** Seçilen bölüm **
###

27 Aralık 2009 Pazar

Çam Ağacının Her Hali... Yeni Yılınız Kutlu Olsun...


2009 nasıl geçti diye sorarsanız, bilmiyorum derim size. Belki de her yıl gibi geçti işte. Hüzünlü, sevinçli, şok haberlerle, aramıza yeni katılanlarla, aramızdan ayrılanlarla, hasretlikle geçti 2009. Belki de diğer tüm yıllar gibi. Büyümüş olmanın, anne olmanın ne kadar zor olduğunu iliklerime kadar hissettim bu yıl. Bittiği için sevindiğim eski yılları özlemle andığım zamanlar oldu.İyi ki geldin dediğim zamanlarda... Kötü olaylar yaşadım, iyiler kadar...Biliyorum aslında bir tek kötü olaylar benim başıma gelmiyor ya da bir tek ben yaşamıyorum hayal kırıklıklarını. Ama bilmek bazı şeyleri değiştirmiyor ya da yaşananları hafifletmiyor tabi. Tüm ağırlıkları sırtımda hissetsemde ben bu bir yeni yıl yazısı olacaktı değil mi?

Tamam işte ta kendisi. Kardeşimi çokkk uzaklara askere gönderdiğim, boğazıma kadar tezimle dolu olduğum, artık haber dinlemeye bile korktuğum ve daha buraya yazamayacağım bir çok nedenden dolayı ancak böyle bir yeni yıl yazısı çıkabilirdi. Dedim ya size 2009 benim büyüdüğüm yıl oldu. Kendimle hesaplaştığım, belki barışırım diye umut ettiğim ama başaramadığım....

###

** Malzeme **
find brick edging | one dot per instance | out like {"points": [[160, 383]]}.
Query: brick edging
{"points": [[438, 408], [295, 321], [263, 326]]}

###

2009 yılını anlatan yazıya göre aşağıdaki ifadeler doğru mu? Her birine evet ya da hayır deyin ve kararı veren sözleri yazıdan olduğu gibi alıntılayın.
1. Yazar kardeşini askere göndermiş.
2. Yazar kendisiyle barışmayı başarmış.
3. Yazar kötü olayların yalnızca kendi başına geldiğini düşünüyor.
Bu iş için malzemeye gerek yok.

1. Evet: "Kardeşimi çokkk uzaklara askere gönderdiğim"
2. Hayır: "belki barışırım diye umut ettiğim ama başaramadığım"
3. Hayır: "Biliyorum aslında bir tek kötü olaylar benim başıma gelmiyor"